_What you need to do_
Which lines below include the string "person"? Please show each one.

--- Data in this exercise Enclosed Below ---

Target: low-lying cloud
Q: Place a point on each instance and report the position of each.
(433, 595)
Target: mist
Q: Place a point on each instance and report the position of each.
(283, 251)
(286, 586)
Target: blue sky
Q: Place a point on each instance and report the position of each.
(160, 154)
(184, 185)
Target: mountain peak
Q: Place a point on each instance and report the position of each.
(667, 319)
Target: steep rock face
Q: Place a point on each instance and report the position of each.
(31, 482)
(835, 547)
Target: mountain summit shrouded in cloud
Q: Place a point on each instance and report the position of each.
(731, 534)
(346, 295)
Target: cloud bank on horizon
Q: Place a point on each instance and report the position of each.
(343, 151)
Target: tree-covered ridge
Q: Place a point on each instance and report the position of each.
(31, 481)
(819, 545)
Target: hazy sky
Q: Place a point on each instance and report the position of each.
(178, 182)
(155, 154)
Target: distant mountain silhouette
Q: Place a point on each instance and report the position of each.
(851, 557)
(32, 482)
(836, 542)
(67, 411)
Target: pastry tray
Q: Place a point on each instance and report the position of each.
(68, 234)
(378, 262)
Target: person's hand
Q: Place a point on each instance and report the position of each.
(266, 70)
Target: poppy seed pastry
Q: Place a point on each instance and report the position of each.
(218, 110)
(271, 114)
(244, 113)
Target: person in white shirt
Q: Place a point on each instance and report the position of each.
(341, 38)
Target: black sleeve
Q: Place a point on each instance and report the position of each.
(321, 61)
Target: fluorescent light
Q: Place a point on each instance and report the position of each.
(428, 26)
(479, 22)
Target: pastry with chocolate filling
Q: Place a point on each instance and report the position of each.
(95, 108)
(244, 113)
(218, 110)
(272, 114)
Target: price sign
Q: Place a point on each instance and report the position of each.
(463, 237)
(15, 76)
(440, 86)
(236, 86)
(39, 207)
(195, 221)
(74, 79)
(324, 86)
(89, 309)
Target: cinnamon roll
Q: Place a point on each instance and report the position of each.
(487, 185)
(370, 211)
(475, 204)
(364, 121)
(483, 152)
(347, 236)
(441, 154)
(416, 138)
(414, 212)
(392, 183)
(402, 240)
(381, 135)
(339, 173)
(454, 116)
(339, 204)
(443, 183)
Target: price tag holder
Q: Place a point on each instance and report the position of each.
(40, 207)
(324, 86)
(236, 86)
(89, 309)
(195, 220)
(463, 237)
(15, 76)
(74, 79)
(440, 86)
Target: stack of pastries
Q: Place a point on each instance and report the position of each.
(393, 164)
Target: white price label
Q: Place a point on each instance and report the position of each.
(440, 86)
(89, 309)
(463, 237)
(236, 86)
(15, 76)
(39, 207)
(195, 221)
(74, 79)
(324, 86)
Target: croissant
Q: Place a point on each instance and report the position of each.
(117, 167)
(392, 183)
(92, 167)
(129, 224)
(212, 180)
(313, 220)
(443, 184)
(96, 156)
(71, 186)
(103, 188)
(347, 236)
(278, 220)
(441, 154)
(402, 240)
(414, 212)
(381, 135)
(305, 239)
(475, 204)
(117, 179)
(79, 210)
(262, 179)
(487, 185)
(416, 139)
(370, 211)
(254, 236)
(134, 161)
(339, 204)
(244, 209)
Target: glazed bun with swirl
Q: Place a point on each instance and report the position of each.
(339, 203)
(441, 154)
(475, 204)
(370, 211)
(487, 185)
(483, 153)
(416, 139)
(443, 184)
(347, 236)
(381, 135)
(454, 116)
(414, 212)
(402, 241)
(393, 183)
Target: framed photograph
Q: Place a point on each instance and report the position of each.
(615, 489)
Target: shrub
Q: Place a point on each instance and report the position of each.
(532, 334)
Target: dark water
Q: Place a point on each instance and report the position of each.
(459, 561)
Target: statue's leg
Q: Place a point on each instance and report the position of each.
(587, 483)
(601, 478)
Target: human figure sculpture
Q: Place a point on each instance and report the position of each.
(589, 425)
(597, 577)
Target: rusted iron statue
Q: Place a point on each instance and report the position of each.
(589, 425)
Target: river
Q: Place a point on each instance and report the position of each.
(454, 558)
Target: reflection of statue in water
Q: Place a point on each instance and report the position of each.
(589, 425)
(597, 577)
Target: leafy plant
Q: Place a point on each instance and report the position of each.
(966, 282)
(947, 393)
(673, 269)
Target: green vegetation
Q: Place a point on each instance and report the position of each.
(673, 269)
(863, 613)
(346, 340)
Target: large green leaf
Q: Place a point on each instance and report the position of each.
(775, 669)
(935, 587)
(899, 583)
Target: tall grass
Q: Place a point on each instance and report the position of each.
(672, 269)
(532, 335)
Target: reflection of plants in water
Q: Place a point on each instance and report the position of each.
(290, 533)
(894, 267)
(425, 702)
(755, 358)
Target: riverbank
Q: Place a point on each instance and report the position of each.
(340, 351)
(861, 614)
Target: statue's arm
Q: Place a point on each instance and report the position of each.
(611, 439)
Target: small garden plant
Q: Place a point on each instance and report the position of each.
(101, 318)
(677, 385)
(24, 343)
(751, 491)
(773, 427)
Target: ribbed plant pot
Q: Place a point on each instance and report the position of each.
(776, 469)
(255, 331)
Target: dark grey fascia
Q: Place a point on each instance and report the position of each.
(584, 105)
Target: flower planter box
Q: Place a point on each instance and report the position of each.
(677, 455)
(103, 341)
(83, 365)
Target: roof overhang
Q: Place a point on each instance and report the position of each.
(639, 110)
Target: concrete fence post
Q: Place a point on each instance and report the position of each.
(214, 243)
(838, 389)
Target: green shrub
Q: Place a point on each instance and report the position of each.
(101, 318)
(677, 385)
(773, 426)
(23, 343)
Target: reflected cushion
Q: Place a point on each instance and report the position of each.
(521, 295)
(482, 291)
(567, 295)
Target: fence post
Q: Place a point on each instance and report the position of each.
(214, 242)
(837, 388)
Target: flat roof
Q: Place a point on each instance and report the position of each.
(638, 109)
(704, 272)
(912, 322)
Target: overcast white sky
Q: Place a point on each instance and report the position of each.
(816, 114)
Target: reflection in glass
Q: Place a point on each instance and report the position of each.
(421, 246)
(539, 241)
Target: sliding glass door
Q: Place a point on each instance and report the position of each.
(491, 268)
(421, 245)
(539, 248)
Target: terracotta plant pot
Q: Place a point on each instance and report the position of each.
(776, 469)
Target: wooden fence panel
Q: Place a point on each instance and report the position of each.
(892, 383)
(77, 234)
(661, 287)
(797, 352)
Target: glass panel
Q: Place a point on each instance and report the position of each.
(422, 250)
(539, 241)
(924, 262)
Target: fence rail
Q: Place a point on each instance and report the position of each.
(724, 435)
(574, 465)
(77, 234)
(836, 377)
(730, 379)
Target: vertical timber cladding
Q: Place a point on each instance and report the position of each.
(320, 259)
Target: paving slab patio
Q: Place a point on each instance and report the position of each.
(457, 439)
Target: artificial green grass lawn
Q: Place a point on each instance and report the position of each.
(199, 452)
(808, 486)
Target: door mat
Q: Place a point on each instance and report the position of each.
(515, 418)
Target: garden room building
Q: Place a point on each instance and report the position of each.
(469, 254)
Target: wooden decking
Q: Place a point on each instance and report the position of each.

--- End of Enclosed Data in this exercise ---

_Answer below_
Target: person's hand
Target: person in white shirt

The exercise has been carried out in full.